-- Start Document text --
UK based ETL Systems is playing an important role towards enabling high quality signals for its customers, with the help of its innovations around RF components. The company was one of the exhibitors at the recently held Convergence India 2017.
Zia Askari from TelecomDrive.com spoke with Andrew Bond, Sales and Marketing Director, ETL Systems, which is an English manufacturing company of RF components and distribution devices.
Tell us something about your key priorities, today in the market?
We are a designer and manufacturer of products which are used to distribute and handle RF signals which are being received by a satellite dish that are then passed into a teleport or a broadcaster’s studio for production of TV.
So the important thing for our customers is to make sure they are receiving very dependable signals and very high quality signals so that there are reduced signal points of failure.
What are kind of innovations are you bringing to the market?
The market in India is certainly evolving a huge amount. So what ETL systems designs and makes are RF switch matrices which handle multiple input signals, RF splitters, power supplies, all of which handle L-Band and IF signals which downlink live satellite signals into a teleport so that they can create live TV Programmes.
So, our customers are RF engineers who want to be able to have reliable, dependable signals. If you imagine, let’s say you’re in India, watching live football it is a very big income generator for many broadcasters and they don’t want to have A signal points of failure or B poor quality feeds because they’re being distributed and split to millions of people.
-- End Document text --
-- Start Record list --
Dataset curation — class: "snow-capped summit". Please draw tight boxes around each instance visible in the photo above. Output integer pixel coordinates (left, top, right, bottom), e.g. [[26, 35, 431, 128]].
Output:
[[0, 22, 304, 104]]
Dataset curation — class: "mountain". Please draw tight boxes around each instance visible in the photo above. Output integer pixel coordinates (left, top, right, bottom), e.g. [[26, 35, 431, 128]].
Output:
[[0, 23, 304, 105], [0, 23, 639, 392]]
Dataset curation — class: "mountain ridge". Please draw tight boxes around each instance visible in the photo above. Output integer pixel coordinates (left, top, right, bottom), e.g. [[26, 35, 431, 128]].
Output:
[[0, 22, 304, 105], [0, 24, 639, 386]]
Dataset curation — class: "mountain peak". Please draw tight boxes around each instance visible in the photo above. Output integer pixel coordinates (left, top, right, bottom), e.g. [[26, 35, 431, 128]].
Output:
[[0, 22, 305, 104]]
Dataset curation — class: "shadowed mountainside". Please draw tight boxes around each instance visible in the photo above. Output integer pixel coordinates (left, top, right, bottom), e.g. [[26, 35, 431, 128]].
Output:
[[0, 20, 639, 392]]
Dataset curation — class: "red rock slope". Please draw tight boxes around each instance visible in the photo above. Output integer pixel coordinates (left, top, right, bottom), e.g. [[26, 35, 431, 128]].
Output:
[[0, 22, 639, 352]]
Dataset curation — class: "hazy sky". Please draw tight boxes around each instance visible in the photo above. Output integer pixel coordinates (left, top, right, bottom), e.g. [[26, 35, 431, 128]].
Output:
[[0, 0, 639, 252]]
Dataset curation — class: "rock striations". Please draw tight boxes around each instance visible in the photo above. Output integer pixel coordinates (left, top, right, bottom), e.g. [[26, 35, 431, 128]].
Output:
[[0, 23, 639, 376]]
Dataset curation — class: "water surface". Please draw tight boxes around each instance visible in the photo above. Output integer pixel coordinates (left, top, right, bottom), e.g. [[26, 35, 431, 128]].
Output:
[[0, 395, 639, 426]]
-- End Record list --
→ Required actions:
**a)** Please copy the listing word for word, from its first line up to and including the line with "[[0, 0, 639, 252]]".
**b)** Write the next part of the interview about ETL Systems, picking up right after its final sentence.

→ Answers for the exercise:
**a)**
Dataset curation — class: "snow-capped summit". Please draw tight boxes around each instance visible in the photo above. Output integer pixel coordinates (left, top, right, bottom), e.g. [[26, 35, 431, 128]].
Output:
[[0, 22, 304, 104]]
Dataset curation — class: "mountain". Please draw tight boxes around each instance visible in the photo above. Output integer pixel coordinates (left, top, right, bottom), e.g. [[26, 35, 431, 128]].
Output:
[[0, 23, 304, 105], [0, 23, 639, 392]]
Dataset curation — class: "mountain ridge". Please draw tight boxes around each instance visible in the photo above. Output integer pixel coordinates (left, top, right, bottom), e.g. [[26, 35, 431, 128]].
Output:
[[0, 22, 304, 105], [0, 24, 639, 386]]
Dataset curation — class: "mountain peak". Please draw tight boxes around each instance visible in the photo above. Output integer pixel coordinates (left, top, right, bottom), e.g. [[26, 35, 431, 128]].
Output:
[[0, 22, 305, 104]]
Dataset curation — class: "shadowed mountainside". Please draw tight boxes around each instance visible in the photo above. Output integer pixel coordinates (left, top, right, bottom), e.g. [[26, 35, 431, 128]].
Output:
[[0, 20, 639, 392]]
Dataset curation — class: "red rock slope". Please draw tight boxes around each instance visible in the photo above. Output integer pixel coordinates (left, top, right, bottom), e.g. [[26, 35, 431, 128]].
Output:
[[0, 22, 639, 352]]
Dataset curation — class: "hazy sky". Please draw tight boxes around each instance visible in the photo above. Output integer pixel coordinates (left, top, right, bottom), e.g. [[26, 35, 431, 128]].
Output:
[[0, 0, 639, 252]]

**b)**
In India lots of direct-to-home operators face this challenge of loss of signal when there is rain for instance, or when there is even less amount of fog in the air. So is there any innovation which you have which can assist with that?
We’re not involved with the link between the broadcaster who makes the programs which they put on there, with their embedded logos and then it goes out to homes. There are four ways that homes can receive the signal, mainly. One is obviously via the internet, IP. The other is via cable, the other is obviously very well known which is via satellite dish, which is common in India and the fourth way is via your handheld PDA device via a telecom network.
Though, what used to be triple play is now quad play in effect. So those devices, some of them can be affected by rain fade, especially satellite. What we’re worried about, is the quality of that signal before it is made into that program. So rain fade, or snow fade or a low horizon satellite all of it, which require in-line amplifiers to be able to boost that signal.
ETL makes a number of amplifiers at different frequencies which we can either give a fixed gain, a variable gain or an automatic gain. So as clouds appear over the horizon a teleport will be compensated by the fact that as the signal attenuates, our amplifiers will automatically compensate for that loss of signal power and therefore they’re always going to get a minus 35 Db signal coming in to their modems so that they can decode that downlink and this is certainly the example, in say, the olympics where we were receiving the uplinks for many many millions of signals from cameras and microphones and data streams and those then come down into a country and are then turned into programs and broadcast out and there you can also afford for your customers to have a loss of signal. It’s a combination of quality as I mentioned and signal points of failure, so we monitor that and we provide solutions for it.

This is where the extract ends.